**WRITTEN PROBLEM 1:**
In the linear regression notebook, which Spark configuration setting is set to True?

# Linear Regression

In [None]:
import pyspark
import sys

In [None]:
import pyspark.sql.functions as fn

In [None]:
from pyspark.ml.regression import LinearRegression
from pyspark.ml.linalg import Vector
from pyspark.ml.feature import VectorAssembler

In [None]:
# Check spark app name
spark.sparkContext.appName

In [None]:
spark.conf.set("spark.sql.execution.arrow.pyspark.enabled", True)

In [None]:
# print runtime versions
# Python version
sys.version

In [None]:
# Spark version
spark.version

### Exploring Data

In [None]:
# load iris.csv into Spark dataframe
df = spark.read.csv('data/lr_dataset.csv', header=True, inferSchema=True)

In [None]:
#validate the size of data
df.count(), len(df.columns)

In [None]:
# First 5 rows of Iris dataset
df.show(5)

**WRITTEN PROBLEM 2:**
From the entries, rewrite everything from the line with "Where can the brown" to the line with "<point>300,207</point>", requests included, shifting every coordinate in the answers up by 76.

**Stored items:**
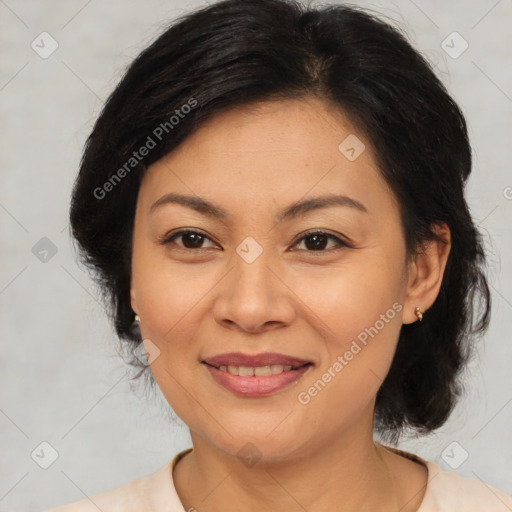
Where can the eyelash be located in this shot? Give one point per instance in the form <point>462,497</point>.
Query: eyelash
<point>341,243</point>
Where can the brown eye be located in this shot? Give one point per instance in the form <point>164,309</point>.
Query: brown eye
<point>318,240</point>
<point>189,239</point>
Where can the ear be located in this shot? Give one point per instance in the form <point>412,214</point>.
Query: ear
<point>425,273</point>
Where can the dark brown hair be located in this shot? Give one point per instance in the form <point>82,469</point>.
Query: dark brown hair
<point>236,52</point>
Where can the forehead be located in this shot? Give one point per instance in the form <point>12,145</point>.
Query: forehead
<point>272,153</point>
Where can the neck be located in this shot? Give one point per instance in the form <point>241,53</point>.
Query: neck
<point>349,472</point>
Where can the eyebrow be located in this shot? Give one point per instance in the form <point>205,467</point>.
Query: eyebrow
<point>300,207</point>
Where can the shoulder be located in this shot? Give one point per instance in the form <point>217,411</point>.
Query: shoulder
---
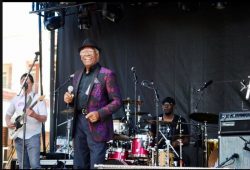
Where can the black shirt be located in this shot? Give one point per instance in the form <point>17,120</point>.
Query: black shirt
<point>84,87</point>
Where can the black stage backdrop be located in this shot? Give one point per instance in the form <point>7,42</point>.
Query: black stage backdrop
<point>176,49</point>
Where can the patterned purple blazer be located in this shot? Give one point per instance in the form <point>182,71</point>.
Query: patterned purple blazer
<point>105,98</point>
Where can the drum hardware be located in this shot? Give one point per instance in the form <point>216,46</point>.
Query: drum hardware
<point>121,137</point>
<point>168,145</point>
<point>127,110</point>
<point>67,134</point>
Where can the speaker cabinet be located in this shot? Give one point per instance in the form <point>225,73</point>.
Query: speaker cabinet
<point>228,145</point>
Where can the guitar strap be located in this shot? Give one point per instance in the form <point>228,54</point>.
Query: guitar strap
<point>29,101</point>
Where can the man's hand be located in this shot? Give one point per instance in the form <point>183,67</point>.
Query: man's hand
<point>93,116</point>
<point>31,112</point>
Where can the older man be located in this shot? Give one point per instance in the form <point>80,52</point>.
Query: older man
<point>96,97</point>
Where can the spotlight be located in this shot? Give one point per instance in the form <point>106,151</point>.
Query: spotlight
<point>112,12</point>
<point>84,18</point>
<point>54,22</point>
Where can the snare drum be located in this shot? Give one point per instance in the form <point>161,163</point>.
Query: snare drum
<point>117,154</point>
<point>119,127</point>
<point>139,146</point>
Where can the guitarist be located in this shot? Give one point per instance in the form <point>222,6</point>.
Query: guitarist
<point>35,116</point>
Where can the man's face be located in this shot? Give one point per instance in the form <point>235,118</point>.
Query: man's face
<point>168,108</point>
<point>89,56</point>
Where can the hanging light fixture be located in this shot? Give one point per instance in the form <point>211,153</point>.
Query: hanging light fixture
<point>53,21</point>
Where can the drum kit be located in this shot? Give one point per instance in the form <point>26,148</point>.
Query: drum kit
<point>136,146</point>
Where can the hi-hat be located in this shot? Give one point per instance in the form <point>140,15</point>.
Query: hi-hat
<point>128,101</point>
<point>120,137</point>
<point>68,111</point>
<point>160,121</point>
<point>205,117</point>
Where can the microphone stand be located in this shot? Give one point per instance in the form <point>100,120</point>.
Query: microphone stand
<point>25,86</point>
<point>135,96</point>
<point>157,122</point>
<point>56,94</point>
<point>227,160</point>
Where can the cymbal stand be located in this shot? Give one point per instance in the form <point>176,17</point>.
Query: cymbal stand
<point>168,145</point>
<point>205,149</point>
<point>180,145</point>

**EXERCISE OUTPUT 1:**
spark.sql.execution.arrow.pyspark.enabled

**EXERCISE OUTPUT 2:**
Where can the brown eye be located in this shot? Give one point per instance in the form <point>164,309</point>.
Query: brown eye
<point>394,316</point>
<point>265,315</point>
Where can the ear be located in this shot? Give one point per instance in the form <point>412,214</point>.
Query: ear
<point>501,349</point>
Where can the dark brown hair be located in this shot? Give one point per instance in the form <point>82,469</point>.
Query: dark brown hair
<point>312,128</point>
Where can the forehead be located in this shot? Give one point per instance in the form <point>12,145</point>.
Query: forehead
<point>348,229</point>
Where can the neck be located in this shot? Give one point per instance in the form <point>241,53</point>.
Query: neck
<point>425,548</point>
Where can the eyebrow be located in this shot? Give one point per instance in the form <point>205,467</point>.
Query: eyebrow
<point>376,283</point>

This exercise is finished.